- **Exercise task**
Copy out each line below exactly as it appears.

- **Dataset excerpts**
▶

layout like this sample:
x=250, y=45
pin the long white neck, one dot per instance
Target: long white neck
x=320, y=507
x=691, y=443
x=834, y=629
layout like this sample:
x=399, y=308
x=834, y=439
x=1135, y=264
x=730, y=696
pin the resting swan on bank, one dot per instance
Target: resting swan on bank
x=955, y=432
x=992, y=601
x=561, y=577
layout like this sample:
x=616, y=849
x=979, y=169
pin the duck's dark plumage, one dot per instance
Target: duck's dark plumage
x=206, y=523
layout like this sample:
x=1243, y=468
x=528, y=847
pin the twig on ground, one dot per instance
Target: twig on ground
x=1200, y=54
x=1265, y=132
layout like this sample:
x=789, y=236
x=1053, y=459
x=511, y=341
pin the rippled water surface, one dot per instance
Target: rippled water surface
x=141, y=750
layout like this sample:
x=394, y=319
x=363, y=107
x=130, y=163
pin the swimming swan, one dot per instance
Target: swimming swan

◀

- **The result**
layout like this sample:
x=250, y=45
pin the long white neck, one dot per instance
Target: long white neck
x=320, y=507
x=691, y=443
x=834, y=629
layout like this sample:
x=399, y=308
x=834, y=439
x=1135, y=264
x=730, y=696
pin the resting swan on bank, one dot per instance
Target: resting swan on bank
x=955, y=432
x=992, y=601
x=561, y=577
layout like this sample:
x=616, y=849
x=979, y=169
pin the duck's dark plumage, one dot per instance
Target: duck's dark plumage
x=206, y=523
layout like this sample:
x=1243, y=468
x=528, y=847
pin the twig on ground, one dot per instance
Target: twig on ground
x=1200, y=54
x=1265, y=132
layout like this sample:
x=789, y=236
x=1053, y=459
x=511, y=341
pin the rippled water surface, one dot per instance
Target: rippled water surface
x=141, y=750
layout like this sample:
x=394, y=319
x=363, y=107
x=130, y=163
pin the swimming swan, one dot per instance
Target: swimming swan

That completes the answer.